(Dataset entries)

◇ ◇ ◇ ◇ ◇

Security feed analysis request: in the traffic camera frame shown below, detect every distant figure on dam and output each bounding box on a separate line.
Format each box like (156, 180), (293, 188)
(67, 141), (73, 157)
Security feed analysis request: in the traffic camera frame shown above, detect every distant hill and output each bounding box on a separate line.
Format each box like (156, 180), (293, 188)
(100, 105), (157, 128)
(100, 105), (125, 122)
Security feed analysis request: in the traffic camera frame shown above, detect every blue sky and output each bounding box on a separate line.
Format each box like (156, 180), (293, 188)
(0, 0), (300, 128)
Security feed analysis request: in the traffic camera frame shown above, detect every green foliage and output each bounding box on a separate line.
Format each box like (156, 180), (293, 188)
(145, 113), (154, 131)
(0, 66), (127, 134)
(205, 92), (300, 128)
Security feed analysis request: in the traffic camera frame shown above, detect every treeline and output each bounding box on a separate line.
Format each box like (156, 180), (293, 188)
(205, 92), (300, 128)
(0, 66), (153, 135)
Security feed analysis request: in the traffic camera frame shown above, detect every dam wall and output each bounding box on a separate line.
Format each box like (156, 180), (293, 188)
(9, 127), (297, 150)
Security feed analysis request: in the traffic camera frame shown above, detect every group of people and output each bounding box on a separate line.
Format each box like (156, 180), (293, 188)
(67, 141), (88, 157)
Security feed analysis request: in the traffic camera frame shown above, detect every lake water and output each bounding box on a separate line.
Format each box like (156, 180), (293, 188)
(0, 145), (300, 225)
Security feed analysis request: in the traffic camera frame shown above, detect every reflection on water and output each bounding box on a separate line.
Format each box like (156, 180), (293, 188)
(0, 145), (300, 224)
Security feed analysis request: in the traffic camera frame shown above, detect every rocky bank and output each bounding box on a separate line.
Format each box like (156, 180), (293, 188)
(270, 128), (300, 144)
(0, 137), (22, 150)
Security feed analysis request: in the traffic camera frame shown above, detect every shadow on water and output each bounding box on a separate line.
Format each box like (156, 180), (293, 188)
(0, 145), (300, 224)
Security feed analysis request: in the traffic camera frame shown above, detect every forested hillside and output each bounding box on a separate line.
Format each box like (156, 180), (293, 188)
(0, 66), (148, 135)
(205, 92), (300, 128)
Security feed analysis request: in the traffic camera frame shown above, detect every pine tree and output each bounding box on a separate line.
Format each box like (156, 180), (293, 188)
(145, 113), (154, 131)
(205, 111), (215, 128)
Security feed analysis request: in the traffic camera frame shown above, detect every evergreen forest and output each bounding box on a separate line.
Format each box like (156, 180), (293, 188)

◇ ◇ ◇ ◇ ◇

▶ [EXERCISE PROMPT]: Reproduce each of the rows above word for word and in the same order.

▶ [COMPLETE ANSWER]:
Security feed analysis request: in the traffic camera frame shown below, detect every distant figure on dam and output each bounding box on a separate line.
Format each box like (156, 180), (293, 188)
(67, 141), (73, 157)
Security feed analysis request: in the traffic camera frame shown above, detect every distant hill and output each bounding box on a separate line.
Format each box like (156, 180), (293, 188)
(100, 105), (157, 128)
(100, 105), (125, 122)
Security feed analysis request: in the traffic camera frame shown above, detect every blue sky and output each bounding box on a separate line.
Format each box like (156, 180), (293, 188)
(0, 0), (300, 128)
Security feed analysis request: in the traffic camera frame shown above, detect every green foliage and output each bounding box on a separate line.
Format each box like (156, 180), (293, 188)
(145, 113), (154, 131)
(0, 66), (127, 134)
(205, 92), (300, 128)
Security feed analysis request: in the traffic camera frame shown above, detect every treeline and output each bounding box on a separate line.
Format each box like (156, 180), (293, 188)
(205, 92), (300, 128)
(0, 66), (153, 135)
Security feed analysis request: in the traffic camera frame shown above, detect every dam wall and output each bounding box on a separate line.
Format each box like (156, 180), (293, 188)
(9, 127), (297, 150)
Security feed analysis request: in the traffic camera frame shown above, detect every group of people and output each bounding box on a separate line.
Format each box like (156, 180), (293, 188)
(67, 141), (88, 157)
Security feed analysis request: in the traffic camera frame shown above, detect every lake water and output each bounding box on a separate line.
Format each box like (156, 180), (293, 188)
(0, 145), (300, 225)
Security feed analysis request: in the traffic camera frame shown above, detect every reflection on water and output each bounding box on a separate line.
Format each box like (156, 180), (293, 188)
(0, 145), (300, 224)
Security feed analysis request: in the traffic camera frame shown above, detect every rocky bank and output each bounding box on a separate line.
Format each box like (156, 180), (293, 188)
(270, 128), (300, 144)
(0, 137), (22, 150)
Security feed analysis request: in the traffic camera frame shown above, detect every shadow on water and output each bounding box on a separate line.
Format each box like (156, 180), (293, 188)
(0, 145), (300, 224)
Security feed analysis request: in the traffic camera frame shown above, detect every forested hillside and output each bounding box on a separate line.
Format each box like (156, 180), (293, 188)
(0, 66), (148, 135)
(205, 92), (300, 128)
Security feed analysis request: in the traffic camera frame shown above, detect every pine tree and output each bounding box on a separate line.
Format each box like (156, 180), (293, 188)
(145, 113), (154, 131)
(205, 111), (215, 128)
Security feed analysis request: in the traffic camera frame shown above, detect every evergreen forest and output each bounding box on a separate line.
Format each box like (156, 180), (293, 188)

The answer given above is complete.